• Your tasks
**1)** In the passage on mergers and acquisitions, how many transactions were reported in 1990?
**2)** Using the passage on mergers and acquisitions, state whether each statement agrees with it. Answer yes or no, and quote the deciding words. (a) Most mergers and acquisitions fall short of their financial promise. (b) Tom Davenport is a partner at Watson Wyatt Worldwide. (c) Quality client service and teamwork are cultural goals that few firms share.
**3)** From the passage on mergers and acquisitions, quote everything from "What are the competencies" down to "office facilities compare?".

• Given text
------------------------------------------------------------------------

Last year there were 11,655 domestic mergers and or acquisition deals for a staggering $1. rillion, according to Securities Data Company, a research organization in Newark, NJ The number of deals has more than doubled since 1990, when 5,654 transactions were reported. In most merger and acquisition cases, the parties involved follow a well-established mating ritual called due diligence, which allows them to explore the merits of the marriage. Behind the scenes, lawyers, accountants and high-priced financial analysts join with top executives to make sure the move is strategically and financially smart.
Although predicted synergys point to handsome profits down the road, when the earnings reports start rolling in, the outcomes are often disappointing. Seven out of ten mergers and acquisitions do not live up to their financial promise. Forty seven percent of the acquired executives leave in the first year; and seventy five percent leave in the first three years, according to Mark Herndon, regional service leader, mergers and acquisitions, at Watson Wyatt Worldwide in Dallas. The major cause of failure may have nothing to do with the financial or legal details that have been so carefully ironed out between accountants and lawyers.
People think that if you do the financial deal, the soft and squishy stuff will fall into place, says Tom Davenport, a partner at Towers Perrin in San Francisco. Not true. Its the soft and squishy stuff that will make or break the deal. After understanding the steps for a merger, the major considerations associated with a firm’s culture are the chemistry or compatibility of the individuals and do they share a common philosophy of how to do business. Stating the common goals for two or more diverse groups is a lot easier than achieving those goals.
Cultural goals such as quality client service and teamwork are generally common to most firms, but how they achieve those goals may differ dramatically. To determine if potential mergers complement one another and if a common operating culture exists a these questions must be addressed: How do partners show their commitment to quality client service? Are there major differences in the compensation systems of the respective firms, as to partners’ earnings and staff salaries? What are the work ethics prevailing in each of the firms?
What are the competencies of personnel? Are they comparable? Do the available technical resources in each firm complement one another? What is the turnover rate for staff and administrative personnel? Have there been partner departures, voluntary or involuntary? Are there any client specialties or special services? How comparable are the average total hours worked, as well as chargeable and billable for like personnel categories? How does the investment in computers, office equipment, and other office facilities compare?

------------------------------------------------------------------------

• Source excerpt
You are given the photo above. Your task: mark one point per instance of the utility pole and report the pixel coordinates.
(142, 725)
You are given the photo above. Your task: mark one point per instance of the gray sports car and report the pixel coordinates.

------------------------------------------------------------------------

• Answers for this exercise
**1)** 5,654 transactions were reported in 1990.

**2)**
(a) Yes: "Seven out of ten mergers and acquisitions do not live up to their financial promise."
(b) No: "says Tom Davenport, a partner at Towers Perrin in San Francisco."
(c) No: "Cultural goals such as quality client service and teamwork are generally common to most firms"

**3)**
What are the competencies of personnel? Are they comparable? Do the available technical resources in each firm complement one another? What is the turnover rate for staff and administrative personnel? Have there been partner departures, voluntary or involuntary? Are there any client specialties or special services? How comparable are the average total hours worked, as well as chargeable and billable for like personnel categories? How does the investment in computers, office equipment, and other office facilities compare?